Transcribe every one of the records below line for line, keeping each word and number unchanged.

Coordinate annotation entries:
::::
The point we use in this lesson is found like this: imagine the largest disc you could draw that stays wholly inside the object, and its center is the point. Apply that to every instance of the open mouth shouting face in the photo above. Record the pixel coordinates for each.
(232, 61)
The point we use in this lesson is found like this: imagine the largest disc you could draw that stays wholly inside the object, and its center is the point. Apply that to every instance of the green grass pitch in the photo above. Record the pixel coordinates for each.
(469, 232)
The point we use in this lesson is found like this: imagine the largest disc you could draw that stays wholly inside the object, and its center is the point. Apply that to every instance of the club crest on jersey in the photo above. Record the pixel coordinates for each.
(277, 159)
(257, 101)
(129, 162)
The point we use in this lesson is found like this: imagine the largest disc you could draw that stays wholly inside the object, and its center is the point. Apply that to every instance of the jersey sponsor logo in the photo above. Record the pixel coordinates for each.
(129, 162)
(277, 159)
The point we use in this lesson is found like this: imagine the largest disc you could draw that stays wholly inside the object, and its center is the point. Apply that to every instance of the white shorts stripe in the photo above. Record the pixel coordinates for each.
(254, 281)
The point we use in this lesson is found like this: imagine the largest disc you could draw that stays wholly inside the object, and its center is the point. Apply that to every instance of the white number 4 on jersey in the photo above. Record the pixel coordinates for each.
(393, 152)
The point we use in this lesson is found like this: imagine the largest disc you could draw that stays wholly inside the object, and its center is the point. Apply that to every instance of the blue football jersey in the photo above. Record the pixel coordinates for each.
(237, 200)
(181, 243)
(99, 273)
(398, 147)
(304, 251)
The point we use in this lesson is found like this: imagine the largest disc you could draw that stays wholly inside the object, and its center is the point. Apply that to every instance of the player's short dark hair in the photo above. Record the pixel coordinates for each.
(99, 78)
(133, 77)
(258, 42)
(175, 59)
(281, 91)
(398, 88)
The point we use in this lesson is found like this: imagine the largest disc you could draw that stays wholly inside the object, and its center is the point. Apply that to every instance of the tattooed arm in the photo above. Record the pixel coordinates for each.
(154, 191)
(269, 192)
::::
■ Written response:
The point we use in this lesson is found like this: imagine the largest disc you could draw that stays wholly inside the object, and its center is the point. Apply that to every instance of the open mouth shouting face in the photo above. Record the pixel coordinates for each.
(232, 61)
The point we use in this lesson is found like this: imagine the largest disc you could draw that stays wholly inside the object, and its center is the point. Apply that to every instance of the green grass pitch in the photo above. Record the pixel coordinates for each.
(469, 232)
The point we use in this lesson is found like this: imagine the largest disc you could draw that stays wholly inside the object, and its center is the point. Apply that to every instance of the club crest on jersey in the photo above. Record the pixel coordinates for each.
(277, 159)
(257, 101)
(129, 162)
The point we use in this lesson is found like this: imagine the largest disc you could draw that stays wholly inside the object, and its center is the point. Apply that to every instance of the jersey sponsor logo in the photo above. Record the pixel coordinates for each.
(129, 162)
(277, 159)
The point we use in this lesson is found like this: imagine the largest disc you could draw that stays wholly inside the object, and its center is the point. Apply that to every instance of the white shorts stripe in the photo above. Record the pixel coordinates for each.
(254, 281)
The point we use in this lesson is found like this: imagine the largest disc you could draw that stays wholly inside the object, and its center is the point. Apply that to every instance of the white number 4 on jersey in the photo above. Record the pixel coordinates for each.
(393, 152)
The point we use in this lesson is found like this: imagine the largest disc you could draw that stays wholly inside the object, and its center is the point. Apply that to every instance of the blue football jersey in the photo above. Record the pixel coordinates for each.
(237, 200)
(181, 243)
(99, 273)
(398, 147)
(304, 251)
The point we use in this lesson is found like this: imagine the largest disc you could draw that stays wholly inside the object, and its center is the point. Apply that to every instance of the player's short dark hair in the photo above. Record the pixel coordinates for each.
(99, 78)
(133, 77)
(258, 42)
(175, 59)
(281, 91)
(398, 88)
The point we use in this lesson is found like this: imagine the largest disc you could draw that stays wholly inside the object, and its center is the point. Apply that to every instance of the tattooed arm in the photo above. Record the pixel coordinates for each.
(154, 191)
(269, 192)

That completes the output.